**Work to complete**: From the line that contains "Target: clasped hands" to the final line below, both included, print each line exactly and skip the pictures.

───── Stored data

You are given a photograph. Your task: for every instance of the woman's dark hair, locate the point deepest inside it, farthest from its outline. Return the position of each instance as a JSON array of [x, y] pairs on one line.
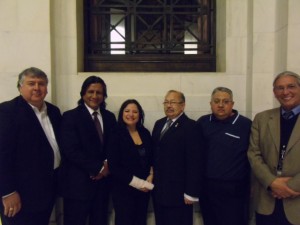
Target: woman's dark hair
[[85, 85], [140, 123]]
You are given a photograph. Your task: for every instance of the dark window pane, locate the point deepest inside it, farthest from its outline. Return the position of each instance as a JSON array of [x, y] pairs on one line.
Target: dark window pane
[[150, 35]]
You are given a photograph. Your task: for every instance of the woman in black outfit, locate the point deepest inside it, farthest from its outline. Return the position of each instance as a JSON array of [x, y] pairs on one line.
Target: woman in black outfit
[[130, 163]]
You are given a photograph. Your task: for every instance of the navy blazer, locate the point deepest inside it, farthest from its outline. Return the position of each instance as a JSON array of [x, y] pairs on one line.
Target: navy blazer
[[83, 153], [176, 161], [26, 156]]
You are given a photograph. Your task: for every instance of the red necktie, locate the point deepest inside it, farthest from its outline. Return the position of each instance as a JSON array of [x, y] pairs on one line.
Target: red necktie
[[98, 126]]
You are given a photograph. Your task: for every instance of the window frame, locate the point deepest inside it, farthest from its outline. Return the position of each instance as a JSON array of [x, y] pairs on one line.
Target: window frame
[[150, 62]]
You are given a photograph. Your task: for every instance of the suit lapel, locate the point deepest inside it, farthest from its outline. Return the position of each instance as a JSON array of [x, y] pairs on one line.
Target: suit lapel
[[295, 137], [274, 127]]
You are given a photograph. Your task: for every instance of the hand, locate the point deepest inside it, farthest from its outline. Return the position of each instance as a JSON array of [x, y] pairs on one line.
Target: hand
[[188, 202], [150, 178], [144, 190], [12, 204], [281, 190], [103, 173]]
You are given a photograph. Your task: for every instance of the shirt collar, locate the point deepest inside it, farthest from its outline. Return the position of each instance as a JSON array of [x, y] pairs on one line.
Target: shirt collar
[[295, 110], [36, 110], [231, 119], [174, 119], [92, 110]]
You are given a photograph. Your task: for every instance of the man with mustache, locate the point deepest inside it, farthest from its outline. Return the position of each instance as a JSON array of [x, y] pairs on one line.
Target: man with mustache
[[225, 195]]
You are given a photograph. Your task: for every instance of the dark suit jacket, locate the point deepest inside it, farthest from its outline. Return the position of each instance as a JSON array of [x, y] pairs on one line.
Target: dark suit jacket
[[83, 152], [176, 161], [124, 160], [263, 155], [26, 156]]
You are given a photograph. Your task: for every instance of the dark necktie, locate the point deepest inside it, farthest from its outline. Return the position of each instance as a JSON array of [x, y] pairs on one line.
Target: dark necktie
[[288, 115], [98, 125], [168, 125]]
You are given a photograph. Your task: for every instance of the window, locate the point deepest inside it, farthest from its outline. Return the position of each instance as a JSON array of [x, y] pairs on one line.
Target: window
[[149, 35]]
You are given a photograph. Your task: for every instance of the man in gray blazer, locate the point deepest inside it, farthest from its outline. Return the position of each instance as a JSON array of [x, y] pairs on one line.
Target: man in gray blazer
[[176, 163], [274, 154], [29, 152]]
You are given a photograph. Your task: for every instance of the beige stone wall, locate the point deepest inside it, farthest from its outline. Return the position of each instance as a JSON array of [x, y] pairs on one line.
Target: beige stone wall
[[256, 39]]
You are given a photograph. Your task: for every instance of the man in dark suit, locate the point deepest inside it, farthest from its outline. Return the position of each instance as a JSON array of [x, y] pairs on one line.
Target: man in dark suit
[[274, 154], [176, 163], [29, 153], [85, 185]]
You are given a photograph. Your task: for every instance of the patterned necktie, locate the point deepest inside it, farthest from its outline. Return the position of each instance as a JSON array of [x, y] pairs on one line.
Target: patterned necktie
[[288, 115], [98, 125], [168, 125]]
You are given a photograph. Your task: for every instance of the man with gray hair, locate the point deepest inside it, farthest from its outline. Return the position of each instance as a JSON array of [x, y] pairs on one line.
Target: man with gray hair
[[224, 196], [274, 154], [29, 153]]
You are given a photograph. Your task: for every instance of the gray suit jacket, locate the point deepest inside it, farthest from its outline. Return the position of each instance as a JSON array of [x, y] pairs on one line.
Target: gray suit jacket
[[263, 155]]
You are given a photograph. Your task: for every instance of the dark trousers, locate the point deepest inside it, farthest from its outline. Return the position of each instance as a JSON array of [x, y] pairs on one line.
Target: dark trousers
[[28, 218], [94, 210], [224, 203], [131, 208], [276, 218], [173, 215]]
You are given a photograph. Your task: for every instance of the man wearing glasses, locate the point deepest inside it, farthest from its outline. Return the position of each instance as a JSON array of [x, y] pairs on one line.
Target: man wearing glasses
[[225, 190], [176, 163], [274, 154]]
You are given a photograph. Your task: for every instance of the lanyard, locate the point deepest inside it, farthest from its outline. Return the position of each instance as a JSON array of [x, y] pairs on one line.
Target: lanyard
[[280, 160]]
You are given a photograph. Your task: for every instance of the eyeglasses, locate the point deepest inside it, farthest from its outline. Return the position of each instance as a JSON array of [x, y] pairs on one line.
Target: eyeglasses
[[290, 87], [165, 103], [223, 102]]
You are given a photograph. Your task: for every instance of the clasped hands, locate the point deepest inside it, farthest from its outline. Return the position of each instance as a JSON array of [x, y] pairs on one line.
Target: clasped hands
[[280, 189], [11, 204], [103, 173]]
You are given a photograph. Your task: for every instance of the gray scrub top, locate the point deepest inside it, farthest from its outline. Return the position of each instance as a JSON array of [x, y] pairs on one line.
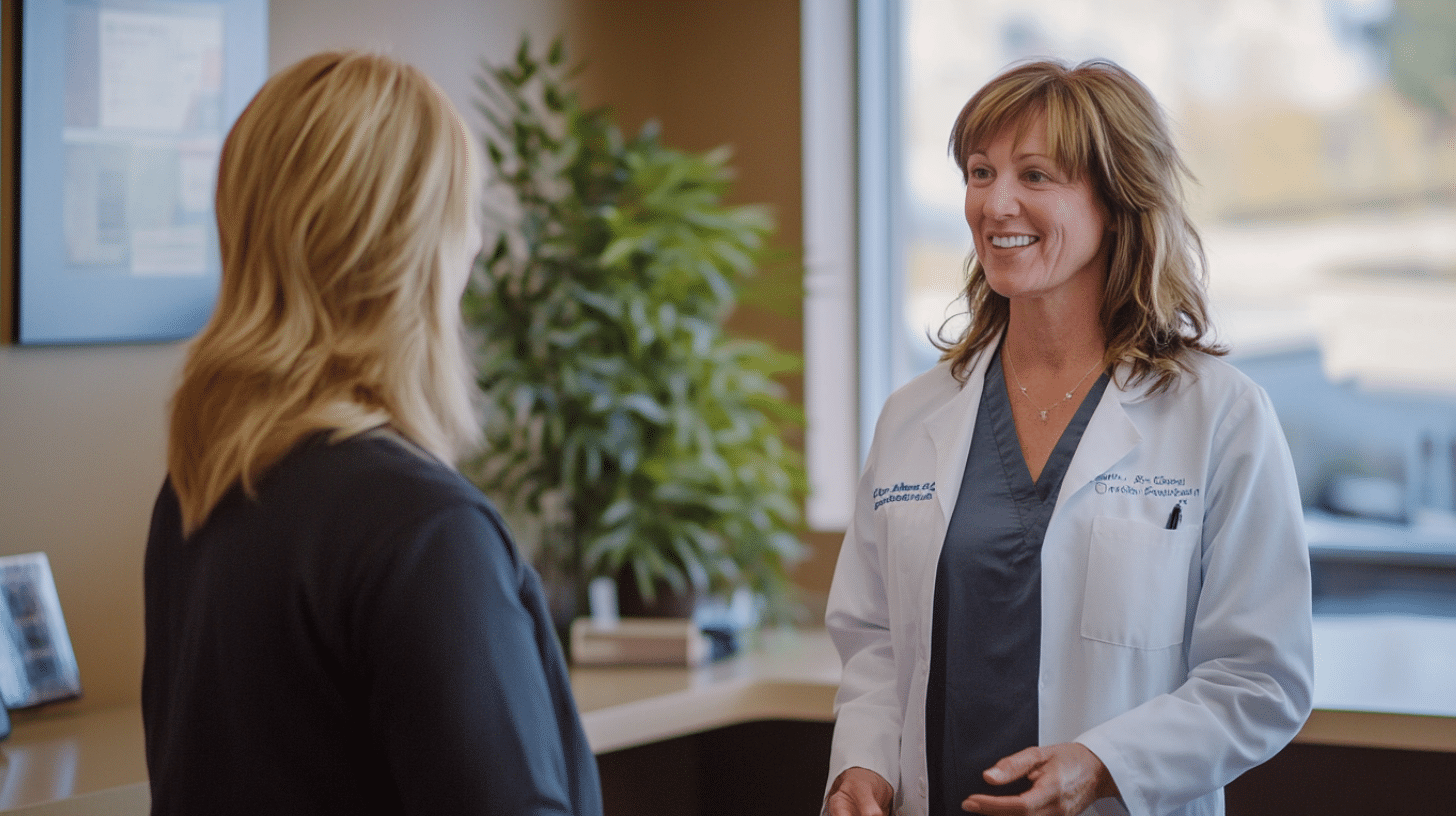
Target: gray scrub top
[[986, 633]]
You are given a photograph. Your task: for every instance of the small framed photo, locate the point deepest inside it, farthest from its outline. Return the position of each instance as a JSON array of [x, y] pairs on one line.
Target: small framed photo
[[37, 663]]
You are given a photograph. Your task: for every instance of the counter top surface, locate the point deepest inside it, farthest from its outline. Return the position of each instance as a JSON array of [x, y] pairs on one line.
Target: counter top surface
[[1381, 682]]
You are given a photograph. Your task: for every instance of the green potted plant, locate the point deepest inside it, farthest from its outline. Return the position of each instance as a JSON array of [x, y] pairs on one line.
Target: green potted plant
[[619, 414]]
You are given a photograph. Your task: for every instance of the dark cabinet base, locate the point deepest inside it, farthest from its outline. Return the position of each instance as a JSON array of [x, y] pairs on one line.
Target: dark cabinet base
[[778, 768]]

──────────

**Answer for the task**:
Target: clasped hands
[[280, 189], [11, 204], [103, 173]]
You are given a photograph. Your task: for every instance of the gray scrub top, locate the point deepest inside it, farthest from its outline. Return the position of each instance as a JSON array of [x, y] pairs on one line.
Target: gray scrub top
[[986, 633]]
You are given a photograph. Your task: for every instance of the small framed photo, locate the point deepest inside it, farthest from its outline. Return the position of each instance as a JSON array of [x, y] pairs on one line.
Target: small framed photo
[[37, 663]]
You are given a photograph. Your task: for every instance of the counter top surface, locate the point deepest inside it, farthest from its outline. Return the position of each instance as a JSON array of [x, y] pairs on one line.
Target: counter top surface
[[1381, 682]]
You are given a photograph. Your task: for every instance of the green potted plant, locate the point deepest inside it, farthest from its outline. Return the position of each instance as a JSON array of [x, y] pairs on one line.
Target: green potted plant
[[619, 414]]
You are given a photograph. Your task: for every instance of the dark cabinet base, locate the point deepest inside it, farthest from its outline. Return the position of each instance as a JSON array of [x, y] pairs on one line.
Target: dark cabinet base
[[778, 768]]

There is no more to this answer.